EXCERPT TO READ.
Within the transformation-types handled by LIAM there are two types of deterministic transformation, gen and fgen. The gen functions are of simpler types, utilising calculation routines combining sets of variables using standard operations ({+,-,*,/, max,min,^,(,)}). The fgen set of functions represent ad-hoc programs. It is where we exploit, for example, the relational database structure of the data in operations such as the number of persons in a household, where the function counts the number of objects of type person linked to the object household as defined by the link_hp link file. Similarly it is where ad-hoc functions such as new_birth and killperson are defined. While gen functions and predefined fgen functions are pre-coded and parameterised so that new users can employ them, new fgen functions such as the pension system of a new country need to be programmed by the user if the existing functionality does not allow it.

### Marriage market

If an individual is selected to marry or form a partnership a process is needed to determine which spouse they will take. The process used here is to take the characteristics of the individual chosen to marry and the characteristics of each possible spouse and determine the likelihood of a match. Similar to the method used in other models such as the CORSIM model, this is done using a logit model that estimates the probability of marriage between pairs of individuals. The parameter file therefore is identical to that used in the regression process type. The module itself forms a matrix of the characteristics of the n men and n women selected to marry. It estimates a probability for each pairing and assigns a match to the couples with the highest probability of marrying.

Rows from a dataset.

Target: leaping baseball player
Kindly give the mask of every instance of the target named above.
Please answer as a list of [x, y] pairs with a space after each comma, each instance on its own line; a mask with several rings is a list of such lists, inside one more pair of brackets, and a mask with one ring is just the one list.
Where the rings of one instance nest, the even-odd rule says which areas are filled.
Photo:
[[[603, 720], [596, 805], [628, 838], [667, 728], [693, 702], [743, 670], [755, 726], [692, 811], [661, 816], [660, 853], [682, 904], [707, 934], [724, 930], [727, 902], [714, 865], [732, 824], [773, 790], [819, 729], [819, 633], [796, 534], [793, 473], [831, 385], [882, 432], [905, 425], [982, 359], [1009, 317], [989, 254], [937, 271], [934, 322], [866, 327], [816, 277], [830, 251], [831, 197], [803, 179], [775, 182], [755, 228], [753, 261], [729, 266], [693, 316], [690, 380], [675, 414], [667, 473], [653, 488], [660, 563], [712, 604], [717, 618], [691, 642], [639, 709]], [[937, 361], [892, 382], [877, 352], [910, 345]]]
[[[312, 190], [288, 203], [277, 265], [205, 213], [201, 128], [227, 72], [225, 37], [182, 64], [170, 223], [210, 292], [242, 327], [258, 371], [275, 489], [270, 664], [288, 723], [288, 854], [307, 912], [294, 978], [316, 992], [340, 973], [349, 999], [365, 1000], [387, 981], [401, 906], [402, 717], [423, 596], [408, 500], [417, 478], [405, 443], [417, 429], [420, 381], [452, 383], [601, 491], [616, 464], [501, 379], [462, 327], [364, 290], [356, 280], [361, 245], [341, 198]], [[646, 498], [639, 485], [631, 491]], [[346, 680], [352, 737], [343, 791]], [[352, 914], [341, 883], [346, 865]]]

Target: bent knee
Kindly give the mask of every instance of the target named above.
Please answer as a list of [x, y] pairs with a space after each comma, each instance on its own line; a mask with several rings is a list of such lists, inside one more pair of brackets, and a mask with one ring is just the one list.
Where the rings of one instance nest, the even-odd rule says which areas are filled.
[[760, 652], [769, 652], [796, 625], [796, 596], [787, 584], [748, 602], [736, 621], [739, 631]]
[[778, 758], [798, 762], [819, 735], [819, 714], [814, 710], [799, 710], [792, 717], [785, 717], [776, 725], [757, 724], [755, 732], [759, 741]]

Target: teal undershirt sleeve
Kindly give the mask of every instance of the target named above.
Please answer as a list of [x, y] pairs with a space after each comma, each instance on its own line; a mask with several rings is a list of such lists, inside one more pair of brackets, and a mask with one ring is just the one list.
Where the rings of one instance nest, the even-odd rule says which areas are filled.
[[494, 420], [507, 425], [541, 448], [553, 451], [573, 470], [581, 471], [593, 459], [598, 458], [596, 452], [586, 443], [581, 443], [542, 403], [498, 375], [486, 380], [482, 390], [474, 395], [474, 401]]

WHAT THIS EXERCISE ASKS.
#1 In the records, swap "Kindly" for "Please" in the lines running from the one with "Target: bent knee" through the end of the records, and write those lines out again with nothing else altered.
#2 Write the next part of the text on the marriage market in LIAM, picking up after its final sentence.

RESULTS OF THE TASKS.
#1
Target: bent knee
Please give the mask of every instance of the target named above.
Please answer as a list of [x, y] pairs with a space after each comma, each instance on its own line; a mask with several rings is a list of such lists, inside one more pair of brackets, and a mask with one ring is just the one list.
Where the rings of one instance nest, the even-odd rule says which areas are filled.
[[760, 652], [769, 652], [796, 625], [796, 596], [787, 584], [748, 602], [736, 621], [739, 631]]
[[778, 758], [798, 762], [819, 735], [819, 714], [814, 710], [799, 710], [792, 717], [785, 717], [776, 725], [757, 724], [755, 732], [759, 741]]

Target: teal undershirt sleeve
Please give the mask of every instance of the target named above.
Please answer as a list of [x, y] pairs with a space after each comma, each instance on its own line; a mask with several rings is a list of such lists, inside one more pair of brackets, and a mask with one ring is just the one list.
Where the rings of one instance nest, the even-odd rule says which areas are filled.
[[494, 420], [507, 425], [541, 448], [553, 451], [573, 470], [581, 471], [593, 459], [598, 458], [596, 452], [586, 443], [581, 443], [542, 403], [498, 375], [486, 380], [482, 390], [474, 395], [474, 401]]

#2
Bouffard et al. (2001) have identified some problematical issues associated with the marriage market, in particular with strange matches occurring amongst the last people to be married in a particular simulation. In order to avoid these issues, we allow the user to create a super-set of potential male partners, so that rather the last female in the marriage pool being forced to select an unlikely match, there remain a number of males to choose from. In addition we employ the order of Decreasing Differences algorithm proposed by Howard Redway at the UK Department for Work and Pensions, which creates a measure of the distance of an individual from the centre of the population (or the average characteristic of the population) and first selects for matching the females with the most unusual characteristics, who are likely to be the most difficult to match. The logic is that those in the centre of the data are “average people” who are more likely to find a good match than someone at the extremes.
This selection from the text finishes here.